Passage to read:
--- START ---

How ED Physicians Can Protect Their Turf
Emergency physicians need to play a bigger role in the future of emergency medicine under managed care, notes Alan Forstater, MD, assistant clinical professor of emergency medicine at Thomas Jefferson University Hospital in Philadelphia.
"Up to now, we’ve been sheltered from direct communication with health plans. But that will have to change as managed care also undergoes change," Forstater says.
Emergency physician groups need to adapt quickly, adds Joseph E. Clinton MD, chief of emergency medicine at Hennepin County Medical Center in Minneapolis. Here are some strategic suggestions for protecting your turf against the uncertainties of environmental flux:
• Learn what’s in your provider agreement. Unfortunately, health plan contracts are far from standardized, Forstater says. That’s why it’s imperative that emergency physicians understand pertinent details that limit the ED’s powers and liabilities. How do you do this? Take the time to read the fine print, states William Hanna, chairman of The Pilot Group, a Pittsburgh-based managed care consultant.
• Build ties and offer input to hospital management. Your hospital’s director of managed care can be your strongest ally. But it’s even more important to let administration know that the medical staff is keenly interested in the future of the ED, says Hanna. "Meet with the CEO," he advises.
• Look for long, stable contract terms. During a health plan merger, it’ll be business as usual regarding preauthorization and medical necessity issues. But all bets are off in the aftermath unless you stipulate contingencies in the event of a merger, Hanna says. Hold the original payer to a long-term contract, usually between three to five years, he adds.

--- END ---

Recorded information:
--- START ---

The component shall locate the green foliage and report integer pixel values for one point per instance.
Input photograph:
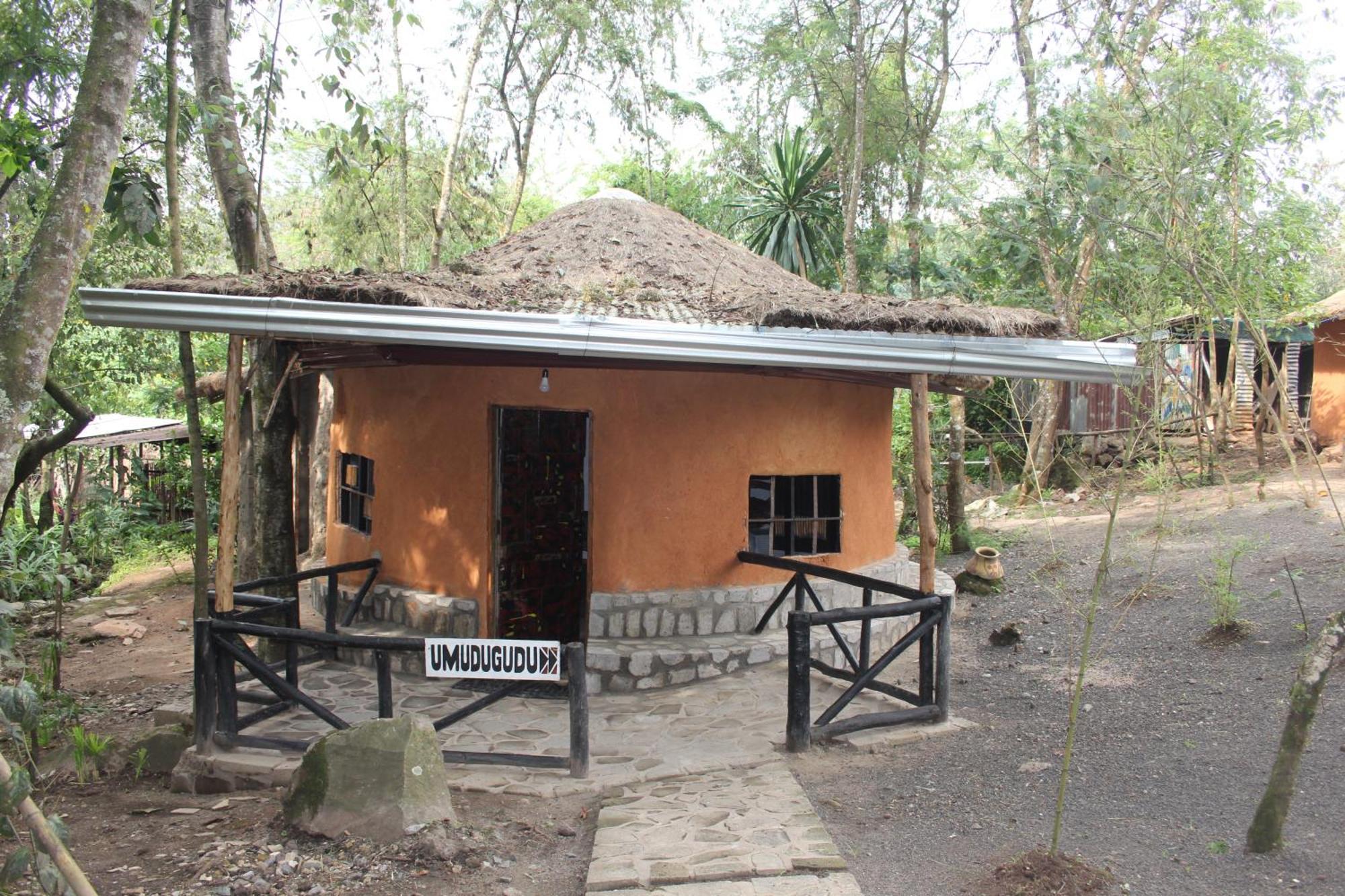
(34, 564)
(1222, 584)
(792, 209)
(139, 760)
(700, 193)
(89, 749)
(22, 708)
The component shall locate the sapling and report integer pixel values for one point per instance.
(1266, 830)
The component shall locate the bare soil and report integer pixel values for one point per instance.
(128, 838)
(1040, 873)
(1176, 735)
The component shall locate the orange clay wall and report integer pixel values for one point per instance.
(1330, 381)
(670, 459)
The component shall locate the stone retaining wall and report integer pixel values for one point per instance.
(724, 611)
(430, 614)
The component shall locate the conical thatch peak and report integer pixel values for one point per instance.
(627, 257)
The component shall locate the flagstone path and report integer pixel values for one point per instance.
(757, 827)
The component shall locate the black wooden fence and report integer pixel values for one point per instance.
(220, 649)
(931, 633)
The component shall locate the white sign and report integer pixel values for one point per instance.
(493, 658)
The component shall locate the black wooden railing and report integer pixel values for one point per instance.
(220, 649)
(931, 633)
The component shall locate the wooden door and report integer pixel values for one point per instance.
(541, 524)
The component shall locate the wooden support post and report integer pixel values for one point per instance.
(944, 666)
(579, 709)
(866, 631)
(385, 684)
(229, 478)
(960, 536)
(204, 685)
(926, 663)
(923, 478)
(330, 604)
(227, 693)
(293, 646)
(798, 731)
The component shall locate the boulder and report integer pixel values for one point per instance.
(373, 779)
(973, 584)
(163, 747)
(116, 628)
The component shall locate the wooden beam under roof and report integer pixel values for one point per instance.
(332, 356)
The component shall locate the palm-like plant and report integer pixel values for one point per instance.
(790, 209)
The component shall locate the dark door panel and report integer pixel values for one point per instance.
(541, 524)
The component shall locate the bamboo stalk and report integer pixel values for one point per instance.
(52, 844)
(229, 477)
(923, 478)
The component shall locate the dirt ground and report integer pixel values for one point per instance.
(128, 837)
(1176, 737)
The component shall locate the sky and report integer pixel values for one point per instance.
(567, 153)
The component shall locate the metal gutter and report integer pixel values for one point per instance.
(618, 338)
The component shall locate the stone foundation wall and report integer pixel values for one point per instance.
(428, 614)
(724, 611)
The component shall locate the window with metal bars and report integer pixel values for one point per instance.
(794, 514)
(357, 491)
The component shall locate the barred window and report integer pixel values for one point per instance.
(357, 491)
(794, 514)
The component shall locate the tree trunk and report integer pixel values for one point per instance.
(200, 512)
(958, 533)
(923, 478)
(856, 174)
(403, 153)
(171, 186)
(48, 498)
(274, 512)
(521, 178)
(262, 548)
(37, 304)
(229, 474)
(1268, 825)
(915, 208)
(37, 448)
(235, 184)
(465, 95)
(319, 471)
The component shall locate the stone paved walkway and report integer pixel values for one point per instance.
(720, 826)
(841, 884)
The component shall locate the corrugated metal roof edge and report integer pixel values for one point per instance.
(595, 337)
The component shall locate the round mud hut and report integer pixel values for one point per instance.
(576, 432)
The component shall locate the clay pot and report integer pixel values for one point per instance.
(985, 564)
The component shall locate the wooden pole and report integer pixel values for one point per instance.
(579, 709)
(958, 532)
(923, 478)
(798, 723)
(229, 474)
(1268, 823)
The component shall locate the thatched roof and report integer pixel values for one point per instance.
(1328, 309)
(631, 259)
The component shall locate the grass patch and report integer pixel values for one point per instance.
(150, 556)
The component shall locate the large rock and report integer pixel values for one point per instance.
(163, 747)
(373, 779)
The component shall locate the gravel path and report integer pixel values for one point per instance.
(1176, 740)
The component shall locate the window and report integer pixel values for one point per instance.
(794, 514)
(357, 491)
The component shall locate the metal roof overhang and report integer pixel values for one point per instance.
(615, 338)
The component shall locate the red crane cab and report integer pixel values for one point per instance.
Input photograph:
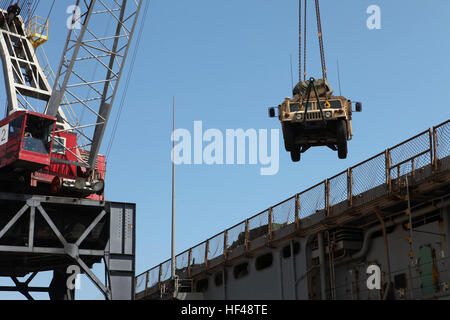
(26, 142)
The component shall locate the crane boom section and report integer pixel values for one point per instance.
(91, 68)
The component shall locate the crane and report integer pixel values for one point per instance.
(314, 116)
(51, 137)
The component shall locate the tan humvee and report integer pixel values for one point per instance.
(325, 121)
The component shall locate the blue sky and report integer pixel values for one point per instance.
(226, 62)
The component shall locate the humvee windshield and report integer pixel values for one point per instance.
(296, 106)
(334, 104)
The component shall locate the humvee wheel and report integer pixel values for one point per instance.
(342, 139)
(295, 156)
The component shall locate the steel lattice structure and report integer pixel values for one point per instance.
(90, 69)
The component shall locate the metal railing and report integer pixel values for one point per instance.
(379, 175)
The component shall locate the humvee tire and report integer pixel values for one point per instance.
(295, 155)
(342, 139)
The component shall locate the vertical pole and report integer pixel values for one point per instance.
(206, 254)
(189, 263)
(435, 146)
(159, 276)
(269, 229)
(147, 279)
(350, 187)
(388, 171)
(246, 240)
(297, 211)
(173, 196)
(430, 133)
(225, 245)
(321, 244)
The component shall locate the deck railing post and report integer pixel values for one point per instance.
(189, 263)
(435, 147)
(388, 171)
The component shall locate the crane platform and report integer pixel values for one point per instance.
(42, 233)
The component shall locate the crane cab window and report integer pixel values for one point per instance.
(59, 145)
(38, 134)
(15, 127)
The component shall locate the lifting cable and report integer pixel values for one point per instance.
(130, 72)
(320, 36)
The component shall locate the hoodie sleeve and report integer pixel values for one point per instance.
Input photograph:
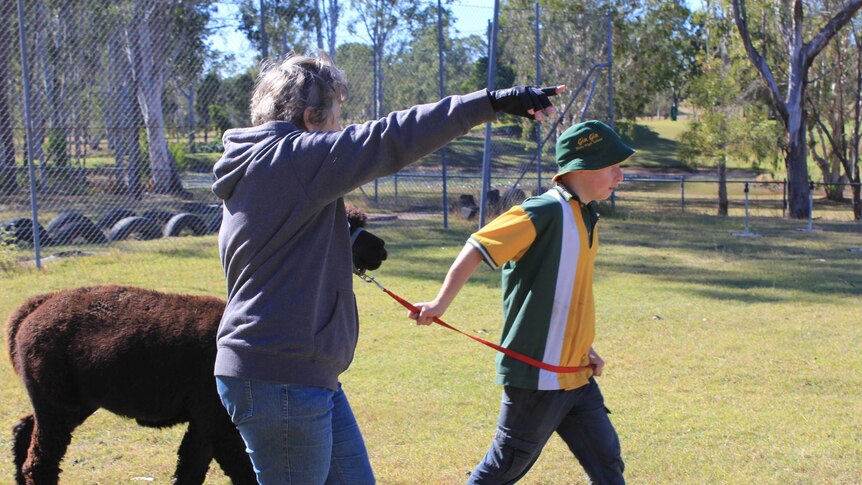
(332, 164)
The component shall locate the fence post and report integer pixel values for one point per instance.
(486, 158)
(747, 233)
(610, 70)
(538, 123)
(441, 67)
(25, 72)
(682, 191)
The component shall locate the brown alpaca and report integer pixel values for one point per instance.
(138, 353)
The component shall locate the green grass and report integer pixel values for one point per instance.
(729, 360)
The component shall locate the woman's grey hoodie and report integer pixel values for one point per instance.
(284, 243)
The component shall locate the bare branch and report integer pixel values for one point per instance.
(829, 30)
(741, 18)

--- END ---
--- START ---

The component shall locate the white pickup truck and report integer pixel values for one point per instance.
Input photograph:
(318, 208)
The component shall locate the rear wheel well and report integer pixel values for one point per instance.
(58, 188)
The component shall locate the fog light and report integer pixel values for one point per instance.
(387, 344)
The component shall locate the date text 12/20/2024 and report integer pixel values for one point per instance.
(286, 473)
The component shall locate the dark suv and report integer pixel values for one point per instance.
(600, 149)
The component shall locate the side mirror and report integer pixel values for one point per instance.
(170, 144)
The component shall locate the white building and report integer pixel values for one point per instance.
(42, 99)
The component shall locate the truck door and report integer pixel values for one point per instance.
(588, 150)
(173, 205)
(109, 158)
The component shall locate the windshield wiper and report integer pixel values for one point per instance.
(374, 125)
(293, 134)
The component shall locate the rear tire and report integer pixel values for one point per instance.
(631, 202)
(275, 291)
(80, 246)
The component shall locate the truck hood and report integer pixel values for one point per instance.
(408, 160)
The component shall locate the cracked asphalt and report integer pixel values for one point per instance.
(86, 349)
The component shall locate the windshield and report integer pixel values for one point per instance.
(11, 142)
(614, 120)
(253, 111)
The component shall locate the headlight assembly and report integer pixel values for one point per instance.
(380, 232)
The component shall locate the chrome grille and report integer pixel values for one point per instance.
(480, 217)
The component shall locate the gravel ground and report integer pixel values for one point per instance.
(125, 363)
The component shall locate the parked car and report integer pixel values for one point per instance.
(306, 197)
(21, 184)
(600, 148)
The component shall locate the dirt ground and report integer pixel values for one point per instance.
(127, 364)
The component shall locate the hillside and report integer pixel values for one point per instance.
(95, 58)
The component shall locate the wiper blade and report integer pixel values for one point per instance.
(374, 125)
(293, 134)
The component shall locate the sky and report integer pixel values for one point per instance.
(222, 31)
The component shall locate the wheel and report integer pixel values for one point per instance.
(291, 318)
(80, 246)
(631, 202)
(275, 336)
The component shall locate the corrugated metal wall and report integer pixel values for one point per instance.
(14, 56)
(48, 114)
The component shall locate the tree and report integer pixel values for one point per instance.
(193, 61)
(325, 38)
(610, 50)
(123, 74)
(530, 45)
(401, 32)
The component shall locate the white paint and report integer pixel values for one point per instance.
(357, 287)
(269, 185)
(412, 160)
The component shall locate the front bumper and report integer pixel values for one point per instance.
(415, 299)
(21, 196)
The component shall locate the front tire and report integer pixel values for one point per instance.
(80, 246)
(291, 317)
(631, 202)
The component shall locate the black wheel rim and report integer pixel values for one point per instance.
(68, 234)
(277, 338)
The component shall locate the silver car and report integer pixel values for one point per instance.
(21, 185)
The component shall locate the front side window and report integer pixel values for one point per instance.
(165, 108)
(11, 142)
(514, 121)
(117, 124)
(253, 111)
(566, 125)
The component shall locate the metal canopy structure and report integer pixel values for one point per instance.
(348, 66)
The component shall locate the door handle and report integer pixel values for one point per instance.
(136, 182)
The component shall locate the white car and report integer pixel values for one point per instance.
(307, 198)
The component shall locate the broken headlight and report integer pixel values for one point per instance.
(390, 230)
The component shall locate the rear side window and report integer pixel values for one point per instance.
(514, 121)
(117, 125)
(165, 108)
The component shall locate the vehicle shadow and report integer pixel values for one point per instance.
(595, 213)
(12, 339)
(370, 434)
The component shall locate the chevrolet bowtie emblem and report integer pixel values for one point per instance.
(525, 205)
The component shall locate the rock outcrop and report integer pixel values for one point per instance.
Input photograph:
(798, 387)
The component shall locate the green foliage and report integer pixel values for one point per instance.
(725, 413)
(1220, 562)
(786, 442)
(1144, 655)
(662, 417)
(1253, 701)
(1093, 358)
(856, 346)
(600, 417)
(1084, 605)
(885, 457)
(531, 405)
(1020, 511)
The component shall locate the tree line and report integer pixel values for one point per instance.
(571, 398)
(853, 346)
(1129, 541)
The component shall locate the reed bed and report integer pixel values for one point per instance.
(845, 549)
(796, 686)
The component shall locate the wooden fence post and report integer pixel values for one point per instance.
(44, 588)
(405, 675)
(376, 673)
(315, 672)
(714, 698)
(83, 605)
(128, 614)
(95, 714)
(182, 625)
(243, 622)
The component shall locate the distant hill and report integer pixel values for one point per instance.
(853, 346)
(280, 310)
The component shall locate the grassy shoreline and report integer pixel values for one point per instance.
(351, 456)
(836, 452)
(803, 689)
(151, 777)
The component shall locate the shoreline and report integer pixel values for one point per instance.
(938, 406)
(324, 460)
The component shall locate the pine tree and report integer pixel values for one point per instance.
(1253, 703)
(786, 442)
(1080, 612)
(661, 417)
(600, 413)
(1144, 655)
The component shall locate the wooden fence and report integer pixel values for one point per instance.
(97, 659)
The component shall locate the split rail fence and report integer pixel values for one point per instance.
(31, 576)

--- END ---

Task instructions:
1 – In the article on emergency physicians and managed care, how long a contract does Hanna say to hold the original payer to?
2 – Pick up the article on emergency physicians and managed care after its final sentence and keep writing it.
The records have no connection to the article on emergency physicians and managed care.

Responses in order:
1 – A long-term contract, usually between three to five years.

2 –
• Write in a flexible exit plan. This protects your department and medical staff in the event you’re unhappy following a strategic change in the payer’s market plans. You may not want out of the contract today, but you may some day, Hanna says.
• Consider minimum thresholds on specific issues. Set clear limits in the event the health plan wants to reduce costs by cutting your payments or hedging on covered procedures. This precaution also can work on curbing payment delays, Hanna says.
• Increase the quality of your documentation. Document thoroughly in your patient files to leave few opportunities for interpretation, Clinton advises. During periods of transition, health plan reviewers may see things differently, which can alter payments and raise disputes.
• Advocate for policies to minimize the ED’s dependence on routine procedures. Pressure from payers to curb non-urgent medical visits will increase as health plans forge strategic alliances to lower their costs and boost market share. Don’t become an easy target, Clinton says.